**STATED EXERCISE:** List every length measurement in the monofin instructions below, and say what each one measures.

To position them, I recommend you put the foam part inside the tail, so it's possitioned correctly. Then, put some rolled duct tap on the bottom of your flip flops. While wearing them, carefully put your tail on--it may help if you put something heavy, like a large book or table leg, on the bottom of the fluke/foam to keep it from moving around when you do this. Try to keep your feet a bit above the foam as you're putting it on, but priority is on not stretching/stressing your tail too much here. When it's on properly, press your feet/the flip flops firmly onto the foam so they stick in place. They should now be in the correct position for wearing the monofin inside the tail.

Remove your feet from the shoes and take off the tail, then remove the monofin. Now you can trim some of the excess foam off the back edge of the craft sheets to get the result shown in the above picture!

This, sadly, is where I stopped taking pictures :/ Really wish I had some now, but we'll just have to suffer without.

Next, put your feet into the flip flops and mark a dot about 1/2 inch from each edge of the shoe, towards the back of your foot but in front of your heel, behind where the toe-straps attach. You are going to punch through the shoes/foam here to make a second strap to go across the top of your foot here, so they are more likely to stay on. After you punch your holes (I used scissors and a kitchen... stabby thing... shaped kind of like a screwdriver, I actually have NO idea what it was really for), take the elastic and cut off about 8 or 9 inches. feed one end through one of the holes, and tie a large knot on the end (on the bottom side of the monofin) to keep it from pulling through. Feed the other end down through the hole, and then put your foot into the flip flop. Pull the elastic so it is TIGHT (remember, elastic often loosens in water, but don't kill your circulation!) on your foot, and then make a mark on the elastic where it meets the level of the flip flop. This way, once you remove your foot and turn the fin over to tie your second knot, you will know how far the elastic needs to be pulled through the hole. If there's a lot of extra elastic band on the end, you can trim it, but make sure to leave at least an inch or two so the knot doesn't come undone.

Repeat this process for the other flip flop! Since I was not planning to really swim in my fin, I stopped here. If you are planning on more underwater usage, you will probably want to add another elastic strap to go behind your heel. You could do this by punching more holes in front of the ones you just made (for the strap that goes on top of your foot), or tying/sewing some extra elastic band to the strap you just made.

**DATASET EXCERPTS:**

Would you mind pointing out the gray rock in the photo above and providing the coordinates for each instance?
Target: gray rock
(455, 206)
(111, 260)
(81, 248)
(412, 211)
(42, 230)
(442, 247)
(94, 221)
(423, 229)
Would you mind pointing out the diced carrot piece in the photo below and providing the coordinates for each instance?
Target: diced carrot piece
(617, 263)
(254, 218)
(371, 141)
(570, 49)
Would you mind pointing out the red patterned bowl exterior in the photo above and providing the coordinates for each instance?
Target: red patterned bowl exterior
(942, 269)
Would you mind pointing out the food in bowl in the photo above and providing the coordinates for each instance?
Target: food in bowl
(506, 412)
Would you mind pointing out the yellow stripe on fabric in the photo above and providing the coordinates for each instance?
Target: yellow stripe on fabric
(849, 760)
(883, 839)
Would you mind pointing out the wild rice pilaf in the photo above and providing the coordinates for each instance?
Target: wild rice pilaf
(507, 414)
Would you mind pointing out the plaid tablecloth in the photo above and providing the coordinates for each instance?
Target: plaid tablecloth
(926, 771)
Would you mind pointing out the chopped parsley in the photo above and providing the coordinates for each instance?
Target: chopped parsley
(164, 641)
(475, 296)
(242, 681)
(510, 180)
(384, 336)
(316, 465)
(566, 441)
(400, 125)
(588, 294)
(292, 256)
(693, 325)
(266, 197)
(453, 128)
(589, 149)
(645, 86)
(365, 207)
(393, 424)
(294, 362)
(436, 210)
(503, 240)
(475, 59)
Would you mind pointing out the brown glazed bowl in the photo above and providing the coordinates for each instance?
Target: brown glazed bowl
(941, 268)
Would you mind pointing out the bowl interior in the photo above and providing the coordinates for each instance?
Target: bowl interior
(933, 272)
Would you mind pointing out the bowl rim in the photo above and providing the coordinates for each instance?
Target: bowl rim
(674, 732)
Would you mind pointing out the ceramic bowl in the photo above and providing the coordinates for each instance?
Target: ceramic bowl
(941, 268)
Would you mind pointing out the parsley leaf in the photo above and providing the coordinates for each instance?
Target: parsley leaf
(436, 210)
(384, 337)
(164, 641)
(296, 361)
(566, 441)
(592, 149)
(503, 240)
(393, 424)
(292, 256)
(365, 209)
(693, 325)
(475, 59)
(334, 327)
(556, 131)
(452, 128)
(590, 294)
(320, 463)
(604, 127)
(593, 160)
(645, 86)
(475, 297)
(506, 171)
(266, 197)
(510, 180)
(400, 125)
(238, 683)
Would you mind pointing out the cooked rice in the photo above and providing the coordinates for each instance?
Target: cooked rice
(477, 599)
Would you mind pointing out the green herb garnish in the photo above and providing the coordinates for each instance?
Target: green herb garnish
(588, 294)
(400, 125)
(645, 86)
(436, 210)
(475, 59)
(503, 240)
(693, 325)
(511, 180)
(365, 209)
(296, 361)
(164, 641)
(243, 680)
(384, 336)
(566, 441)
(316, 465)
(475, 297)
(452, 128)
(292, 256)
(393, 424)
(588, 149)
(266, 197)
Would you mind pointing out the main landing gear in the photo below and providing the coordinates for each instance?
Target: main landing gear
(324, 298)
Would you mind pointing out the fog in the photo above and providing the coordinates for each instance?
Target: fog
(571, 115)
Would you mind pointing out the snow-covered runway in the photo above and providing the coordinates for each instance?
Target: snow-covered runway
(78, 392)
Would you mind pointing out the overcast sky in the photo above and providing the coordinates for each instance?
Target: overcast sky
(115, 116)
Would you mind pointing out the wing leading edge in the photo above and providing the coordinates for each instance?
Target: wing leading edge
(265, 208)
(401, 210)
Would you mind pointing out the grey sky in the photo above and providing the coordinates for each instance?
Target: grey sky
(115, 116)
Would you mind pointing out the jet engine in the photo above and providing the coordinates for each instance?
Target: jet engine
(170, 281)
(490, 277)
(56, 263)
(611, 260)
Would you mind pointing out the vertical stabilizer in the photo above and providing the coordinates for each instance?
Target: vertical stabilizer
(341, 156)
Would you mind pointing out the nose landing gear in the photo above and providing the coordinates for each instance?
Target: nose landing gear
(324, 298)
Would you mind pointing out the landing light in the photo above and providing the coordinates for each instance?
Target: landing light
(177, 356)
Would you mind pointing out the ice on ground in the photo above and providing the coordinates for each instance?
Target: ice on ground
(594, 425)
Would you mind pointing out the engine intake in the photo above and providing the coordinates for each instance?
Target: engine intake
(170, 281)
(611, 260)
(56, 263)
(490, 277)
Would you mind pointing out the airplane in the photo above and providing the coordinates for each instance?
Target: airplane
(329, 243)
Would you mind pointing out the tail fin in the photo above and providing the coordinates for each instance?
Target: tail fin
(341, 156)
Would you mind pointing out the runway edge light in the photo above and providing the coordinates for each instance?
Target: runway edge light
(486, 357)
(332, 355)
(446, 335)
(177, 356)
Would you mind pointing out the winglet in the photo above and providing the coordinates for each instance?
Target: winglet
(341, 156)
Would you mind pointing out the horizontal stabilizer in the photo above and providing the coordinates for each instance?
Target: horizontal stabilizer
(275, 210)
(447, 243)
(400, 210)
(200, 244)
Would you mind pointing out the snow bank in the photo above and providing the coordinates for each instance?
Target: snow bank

**EXERCISE OUTPUT:**
- About 1/2 inch: how far each marked dot is from the edge of the flip flop
- About 8 or 9 inches: how much elastic to cut off for the strap across the top of the foot
- At least an inch or two: how much extra elastic to leave when trimming, so the knot doesn't come undone